> _Texte étudié_
En décembre dernier, Bayard Presse avait été contraint de retirer de la vente un magazine pour enfants qui écrivait qu’Israël n’était « pas un vrai pays » et allait jusqu’à comparer cette démocratie à la Corée du Nord. Devant le tollé, l’éditeur avait reconnu une maladresse et expliqué qu’il ne s’agissait « absolument pas de remettre en cause l’Etat d’Israël ».
On aimerait bien le croire, mais alors comment expliquer le reportage diffusé le 9 avril sur la radio publique à destination de la jeunesse, franceinfo junior, en partenariat avec 1jour1actu ? Ce « média d’actualité destiné aux 8-12 ans » (et qui se veut aussi une source de matériel à usage pédagogique pour les enseignants) est édité par Milan Presse… filiale depuis 2004 du groupe Bayard Presse.
La radio avait invité quatre collégiens d’une classe de 5e du collège André Malraux de Ramonville-Saint-Agne, près de Toulouse, à poser leurs questions à un expert sur le thème : « Que se passe-t-il à Gaza ? ».
En 5 minutes, Jean-Paul Chagnollaud, professeur de science politique et président de l’iReMMO (Institut de Recherche et d’Études Méditerranée Moyen-Orient) et habitué des plateaux de radio et télévision, a semé autant de contre-vérités dans les jeunes esprits.
Contre-vérité n°1 : la Palestine, 26,000 km2
C’est Mariam qui pose la première question : « Mais c’est où l’Israël, c’est où la Palestine, parce que je comprends pas ? »
Jean-Paul Chagnollaud lui répond que « La Palestine ça se trouve au bord de la Méditerrannée, du côté du Liban, de la Syrie, et c’est un pays qui est tout petit, qui doit pas faire plus de 26,000 km2 ».
Faites le calcul : 26,000 km2, c’est la superficie totale de la région. Y compris les 20,770 km2 (selon Wikipédia) de l’Etat d’Israël dans ses frontières internationalement reconnues, d’Eilat au sud à Haïfa au nord. A cela s’ajoutent la Judée-Samarie / Cisjordanie et Gaza, qui occupent 6,220 km2.
Alors que Mariam a demandé où était Israël, Jean-Paul Chagnollaud lui a donc répondu sans prononcer le nom de l’Etat juif et en suggérant que tout le territoire israélien faisait partie « d’un pays » qui s’appelle la Palestine !

> _Items présentés_
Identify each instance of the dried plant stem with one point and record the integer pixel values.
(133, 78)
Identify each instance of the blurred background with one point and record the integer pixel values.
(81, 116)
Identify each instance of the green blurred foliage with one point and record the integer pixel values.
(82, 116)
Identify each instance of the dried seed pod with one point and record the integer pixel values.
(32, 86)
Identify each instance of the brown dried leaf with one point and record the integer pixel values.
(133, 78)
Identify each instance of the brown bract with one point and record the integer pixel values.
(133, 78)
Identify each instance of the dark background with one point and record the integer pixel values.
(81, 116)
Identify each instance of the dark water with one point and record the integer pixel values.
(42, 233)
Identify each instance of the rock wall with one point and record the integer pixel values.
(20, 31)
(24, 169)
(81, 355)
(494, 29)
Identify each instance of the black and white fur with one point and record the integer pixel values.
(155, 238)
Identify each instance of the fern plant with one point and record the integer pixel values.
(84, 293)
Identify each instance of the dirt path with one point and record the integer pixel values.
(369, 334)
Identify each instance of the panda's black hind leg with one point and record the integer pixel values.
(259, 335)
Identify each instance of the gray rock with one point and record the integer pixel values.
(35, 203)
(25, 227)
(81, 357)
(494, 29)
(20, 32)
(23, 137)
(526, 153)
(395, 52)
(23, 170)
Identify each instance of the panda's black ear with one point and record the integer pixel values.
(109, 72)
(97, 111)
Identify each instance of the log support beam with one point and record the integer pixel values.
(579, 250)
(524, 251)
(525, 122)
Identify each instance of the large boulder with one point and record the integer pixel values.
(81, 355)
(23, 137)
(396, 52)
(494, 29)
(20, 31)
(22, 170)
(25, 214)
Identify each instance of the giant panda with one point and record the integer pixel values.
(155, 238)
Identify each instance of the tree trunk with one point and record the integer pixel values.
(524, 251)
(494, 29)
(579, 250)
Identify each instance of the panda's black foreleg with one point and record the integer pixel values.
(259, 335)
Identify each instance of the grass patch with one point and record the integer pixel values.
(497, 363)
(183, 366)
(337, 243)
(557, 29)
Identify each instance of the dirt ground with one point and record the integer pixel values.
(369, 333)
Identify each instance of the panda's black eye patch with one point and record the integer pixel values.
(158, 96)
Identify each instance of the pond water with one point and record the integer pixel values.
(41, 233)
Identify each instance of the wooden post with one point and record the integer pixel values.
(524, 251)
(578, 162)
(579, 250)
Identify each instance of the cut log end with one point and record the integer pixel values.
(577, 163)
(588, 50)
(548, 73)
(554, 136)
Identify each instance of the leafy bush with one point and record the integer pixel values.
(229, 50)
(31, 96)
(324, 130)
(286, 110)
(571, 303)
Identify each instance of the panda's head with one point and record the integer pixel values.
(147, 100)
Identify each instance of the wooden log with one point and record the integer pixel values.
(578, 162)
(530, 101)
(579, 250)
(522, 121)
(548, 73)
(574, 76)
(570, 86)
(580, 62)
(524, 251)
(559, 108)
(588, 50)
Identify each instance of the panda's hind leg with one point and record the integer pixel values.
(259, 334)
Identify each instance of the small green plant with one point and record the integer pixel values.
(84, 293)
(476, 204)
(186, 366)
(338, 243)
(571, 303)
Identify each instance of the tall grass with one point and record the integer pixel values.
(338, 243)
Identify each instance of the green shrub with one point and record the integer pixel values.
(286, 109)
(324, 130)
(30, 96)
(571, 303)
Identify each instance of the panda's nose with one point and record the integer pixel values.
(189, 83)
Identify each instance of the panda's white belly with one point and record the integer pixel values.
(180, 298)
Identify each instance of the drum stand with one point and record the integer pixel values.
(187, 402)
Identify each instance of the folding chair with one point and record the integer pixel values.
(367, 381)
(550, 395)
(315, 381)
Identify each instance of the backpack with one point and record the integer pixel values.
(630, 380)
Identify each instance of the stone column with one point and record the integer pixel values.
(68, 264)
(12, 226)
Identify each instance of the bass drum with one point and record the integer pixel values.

> _En vous appuyant_
[a] Traduisez en anglais cette phrase de l'article sur franceinfo junior : « La radio avait invité quatre collégiens d'une classe de 5e du collège André Malraux de Ramonville-Saint-Agne, près de Toulouse, à poser leurs questions à un expert sur le thème : « Que se passe-t-il à Gaza ? ». »
[b] Rédigez la suite de l'article sur franceinfo junior, en reprenant juste après sa dernière phrase.
Les items n'ont aucun lien avec l'article sur franceinfo junior.

> _Réponses ci-dessous_
[a] The radio station had invited four middle school students from a seventh-grade class at André Malraux middle school in Ramonville-Saint-Agne, near Toulouse, to put their questions to an expert on the topic: "What is happening in Gaza?"

[b]
Logiquement vu le début de sa réponse, l’expert assure que les lieux saints de Jérusalem font partie de la Palestine : « la Palestine, ça a une très forte résonnance symbolique pour plein de raisons et aussi parce qu’il y a les lieux saints, Jérusalem, Bethléem, tout le monde connaît. » Ce qui revient à dire que le plus haut lieu saint du judaïsme, le mont du Temple, doit faire partie d’un état arabe.
Contre-vérité n°2 : la violence résulte du blocus
« Mais en fait, j’ai pas compris, c’est quoi Gaza ? », enchaîne Mariam.
Jean-Paul Chagnollaud dit juste qu’il s’agit d’un « petit bout de cette Palestine » d’environ 400 km2 et profite de la question pour aborder les conditions de vie « catastrophiques » à Gaza. « Et les difficultés qu’on voit, les violences que l’on voit aujourd’hui sont liées à cela, au fait que les Gazaouis ont envie de sortir de ce territoire dont ils sont prisonniers à cause du blocus israélien et aussi du blocus égyptien. »
Monsieur Chagnollaud, puisque vous concédez que le blocus (mis en place, il faut le préciser, par Israël uniquement sur les produits pouvant avoir un usage militaire – par exemple du métal pouvant permettre la fabrication de roquettes ou du béton utilisable dans la conception de tunnels pour attaquer des civils israéliens – mais absolument pas sur les autres biens, alimentaires, médicaux, etc.) est aussi égyptien : expliquez-nous pourquoi les violences n’ont lieu qu’à la frontière israélienne. Pas un manifestant à la frontière de Gaza avec l’Egypte.
Nous avons une explication très visuelle à vous soumettre : ce drapeau planté il y a quelques jours près de la frontière avec Israël, au coeur des rassemblements organisées par le Hamas.
L’Egypte n’est pas un pays juif, alors forcément, les aficionados de la croix gammée ne se pressent pas à ses frontières pour aller manifester leur intention d’en faire disparaître les habitants.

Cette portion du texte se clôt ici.